-- TASK ITEM --
Only the pictures are to be dropped; return all other data below exactly.

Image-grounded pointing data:
══════
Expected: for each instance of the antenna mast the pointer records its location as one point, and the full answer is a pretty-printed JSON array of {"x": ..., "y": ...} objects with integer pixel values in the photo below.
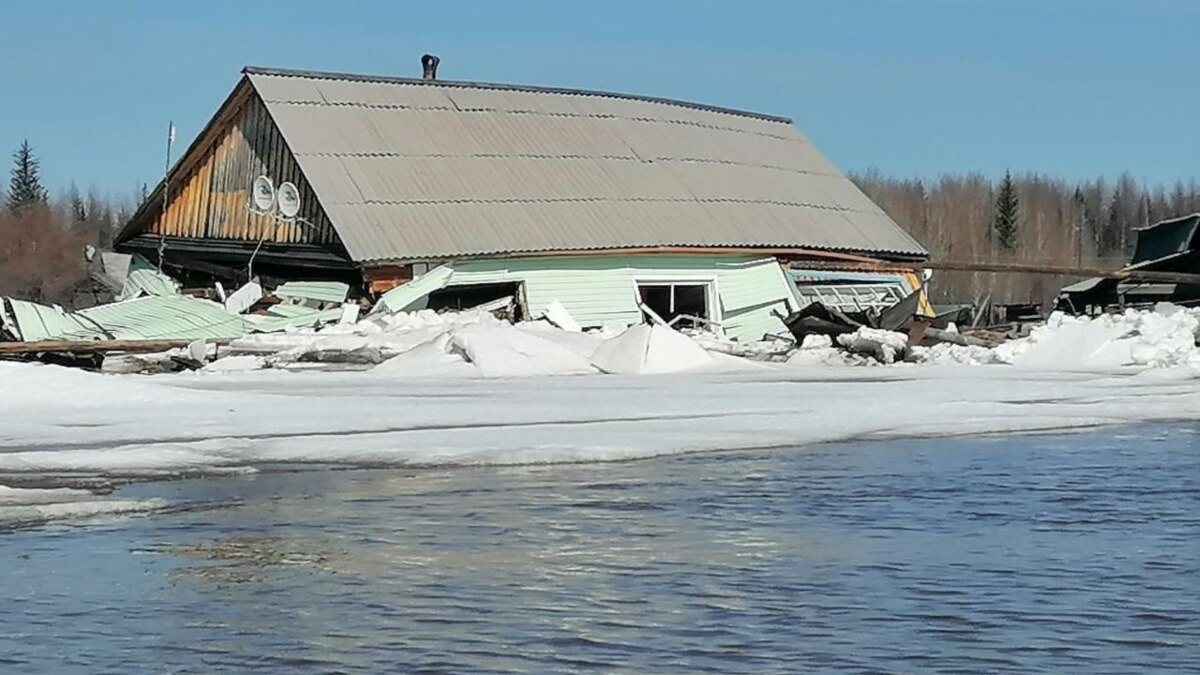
[{"x": 166, "y": 193}]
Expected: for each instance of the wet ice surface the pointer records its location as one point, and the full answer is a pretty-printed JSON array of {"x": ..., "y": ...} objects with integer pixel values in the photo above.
[{"x": 1021, "y": 553}]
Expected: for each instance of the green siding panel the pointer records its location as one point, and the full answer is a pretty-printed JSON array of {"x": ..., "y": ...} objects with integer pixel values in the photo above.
[{"x": 598, "y": 290}]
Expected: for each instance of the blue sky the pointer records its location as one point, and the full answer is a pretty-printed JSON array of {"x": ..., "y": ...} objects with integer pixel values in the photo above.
[{"x": 1074, "y": 88}]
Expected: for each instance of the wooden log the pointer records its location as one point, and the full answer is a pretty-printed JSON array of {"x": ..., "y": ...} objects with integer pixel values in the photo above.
[{"x": 939, "y": 335}]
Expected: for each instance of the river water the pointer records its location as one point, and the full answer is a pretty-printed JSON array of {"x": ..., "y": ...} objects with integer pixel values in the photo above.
[{"x": 1025, "y": 554}]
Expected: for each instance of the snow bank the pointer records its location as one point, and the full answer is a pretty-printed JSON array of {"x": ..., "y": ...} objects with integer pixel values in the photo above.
[
  {"x": 885, "y": 345},
  {"x": 124, "y": 425},
  {"x": 503, "y": 351},
  {"x": 36, "y": 506},
  {"x": 1163, "y": 338},
  {"x": 1137, "y": 339},
  {"x": 651, "y": 348}
]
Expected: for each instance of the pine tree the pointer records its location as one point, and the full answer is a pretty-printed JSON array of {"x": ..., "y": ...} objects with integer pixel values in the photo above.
[
  {"x": 25, "y": 187},
  {"x": 1006, "y": 220},
  {"x": 78, "y": 208}
]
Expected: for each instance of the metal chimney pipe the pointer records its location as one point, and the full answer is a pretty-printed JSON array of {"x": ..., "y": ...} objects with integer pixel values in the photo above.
[{"x": 430, "y": 66}]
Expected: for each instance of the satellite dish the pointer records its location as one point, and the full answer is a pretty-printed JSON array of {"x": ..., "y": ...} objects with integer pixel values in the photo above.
[
  {"x": 263, "y": 193},
  {"x": 289, "y": 199}
]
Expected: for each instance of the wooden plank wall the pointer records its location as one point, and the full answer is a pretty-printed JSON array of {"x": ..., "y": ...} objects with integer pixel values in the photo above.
[{"x": 210, "y": 201}]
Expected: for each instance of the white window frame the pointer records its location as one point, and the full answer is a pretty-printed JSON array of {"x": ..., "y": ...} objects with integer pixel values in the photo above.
[{"x": 713, "y": 296}]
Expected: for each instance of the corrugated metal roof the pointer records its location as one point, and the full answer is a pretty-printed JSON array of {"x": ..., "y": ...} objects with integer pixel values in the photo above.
[
  {"x": 167, "y": 317},
  {"x": 31, "y": 322},
  {"x": 411, "y": 169}
]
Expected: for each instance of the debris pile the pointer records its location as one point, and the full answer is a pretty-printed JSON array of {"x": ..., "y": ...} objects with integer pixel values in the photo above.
[{"x": 157, "y": 326}]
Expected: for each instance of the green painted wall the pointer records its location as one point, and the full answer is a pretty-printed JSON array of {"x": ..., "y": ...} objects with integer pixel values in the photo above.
[{"x": 597, "y": 290}]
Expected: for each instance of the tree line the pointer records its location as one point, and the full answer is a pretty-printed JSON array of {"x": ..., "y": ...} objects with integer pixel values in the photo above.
[
  {"x": 1030, "y": 219},
  {"x": 43, "y": 238},
  {"x": 1021, "y": 217}
]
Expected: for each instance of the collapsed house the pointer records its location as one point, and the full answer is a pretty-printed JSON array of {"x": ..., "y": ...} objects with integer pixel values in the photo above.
[
  {"x": 1171, "y": 246},
  {"x": 430, "y": 193}
]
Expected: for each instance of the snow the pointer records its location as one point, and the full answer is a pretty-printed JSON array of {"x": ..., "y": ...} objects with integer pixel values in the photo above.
[
  {"x": 1135, "y": 339},
  {"x": 558, "y": 315},
  {"x": 886, "y": 345},
  {"x": 651, "y": 348},
  {"x": 503, "y": 351},
  {"x": 245, "y": 297},
  {"x": 479, "y": 390}
]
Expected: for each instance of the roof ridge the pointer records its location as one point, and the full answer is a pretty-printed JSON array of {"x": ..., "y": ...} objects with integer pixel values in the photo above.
[{"x": 503, "y": 87}]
══════
-- ANSWER SECTION --
Expected: for each instance of the antenna mast the pointer records its location as one point, and the full answer is a pretty-printed JSON array of {"x": ..., "y": ...} objects with integer pixel values in the photo below.
[{"x": 166, "y": 193}]
Expected: for each instance of the wet ice surface the pointer records its location as one point, and the full answer is a pretty-printed JSON array of {"x": ..., "y": ...} objects with integer pixel values in the photo above.
[{"x": 1021, "y": 553}]
Expected: for each instance of the green siding panel the pointer records its location as one point, and the full answer is a pretty-printed JSON array of {"x": ..., "y": ...} objects with integer pixel values in the photo above.
[{"x": 598, "y": 290}]
Expected: for each instance of the blue sky the pointer records its location as one point, and the full answer is a pretty-printed JSON array of {"x": ..., "y": ...} objects with integer pixel values in the photo above.
[{"x": 1074, "y": 88}]
Expected: for each instance of the wooden log the pointer records its location as one point, and the full answer is a pretty-printed JSON array of {"x": ..., "y": ...} objects with integer pixel values in the photo above.
[{"x": 939, "y": 335}]
Expected: for each instance of the river water the pointer records its location as one point, and the full answer is a pretty-printed JSON array of {"x": ..., "y": ...} objects with integer pixel values in the photo above.
[{"x": 1025, "y": 554}]
Expected: for each instance of the snow bank the pointer records its location as one point, and the full answer is a pretty-printed JSON array of {"x": ..., "y": ...} objects with integer pixel values in the photo above.
[
  {"x": 885, "y": 345},
  {"x": 124, "y": 425},
  {"x": 503, "y": 351},
  {"x": 36, "y": 506},
  {"x": 1163, "y": 338},
  {"x": 1137, "y": 339},
  {"x": 651, "y": 348}
]
Expected: for each instance of the pine tree the pointer records its location as one point, and the full answer is a pretty-printed JSON array of {"x": ..., "y": ...} objects with integer pixel values in the photo above.
[
  {"x": 25, "y": 187},
  {"x": 1006, "y": 220},
  {"x": 78, "y": 208}
]
Expected: for each instance of the metal chimney pipe the pointer records its location as one point, and the full answer is a pretty-printed JSON array of {"x": ..., "y": ...} objects with integer pixel values in the photo above.
[{"x": 430, "y": 66}]
Expected: for each instance of the satellite dish the pointer records its location as one point, and the full answer is a pretty-printed JSON array of {"x": ..., "y": ...} objects with integer pixel values in the photo above.
[
  {"x": 263, "y": 193},
  {"x": 289, "y": 199}
]
Expected: for each instance of the wooden plank wall the pointer records its location as one point, and the full answer is a pretty-printed JSON array of {"x": ..., "y": ...} objects with integer pixel values in the photo above.
[{"x": 210, "y": 201}]
Expected: for each instance of the white window frame the pointer records its location as one point, and the full answer is a pretty-printed JSON array of {"x": ..., "y": ...} objects with integer pixel values in the photo above.
[{"x": 713, "y": 296}]
Expected: for each instance of the corrugated metal roof the pointer records its location as one point, and the full answer is a pretty-printed JSON array of {"x": ..., "y": ...} objects with integer pixel values in the photo above.
[
  {"x": 167, "y": 317},
  {"x": 31, "y": 322},
  {"x": 411, "y": 169}
]
Expected: for each instance of the debris pile the pointer records its location as one point, and the full answer is a pretty-printed JSON array of {"x": ..., "y": ...} objects with integer pixel values in the photo above.
[{"x": 157, "y": 326}]
Expected: for each instance of the green painted wall the pointer records its location as one point, and the full answer is a pretty-printed JSON array of {"x": ..., "y": ...} objects with integer pixel values in the photo above.
[{"x": 597, "y": 290}]
Expected: for each instance of the tree line the pointer records its location as one point, and the full answer is a pretty-printed JSON array of {"x": ..., "y": ...} objects with integer pixel values in the photo above.
[
  {"x": 1030, "y": 219},
  {"x": 43, "y": 238},
  {"x": 1021, "y": 217}
]
Expected: for each instance of the collapsed house the pointer records its location as one point, and the full answer is a pretty-printed JSON array of {"x": ..., "y": ...} objects with integer pixel values in the photo above.
[
  {"x": 1171, "y": 246},
  {"x": 430, "y": 193}
]
Expected: for each instance of the snow the pointer records its location as one point, and the full answer is a pretty-printed JSON array of {"x": ..., "y": ...} objects with integer pixel values in the photo above.
[
  {"x": 1135, "y": 339},
  {"x": 558, "y": 315},
  {"x": 886, "y": 345},
  {"x": 651, "y": 348},
  {"x": 503, "y": 351},
  {"x": 245, "y": 297},
  {"x": 479, "y": 390}
]
Expected: for each instance of the roof ridge the pointer records its location as one point, and the full answer is a pretty-printed JSON array of {"x": ..., "y": ...} objects with integer pixel values in the photo above.
[{"x": 503, "y": 87}]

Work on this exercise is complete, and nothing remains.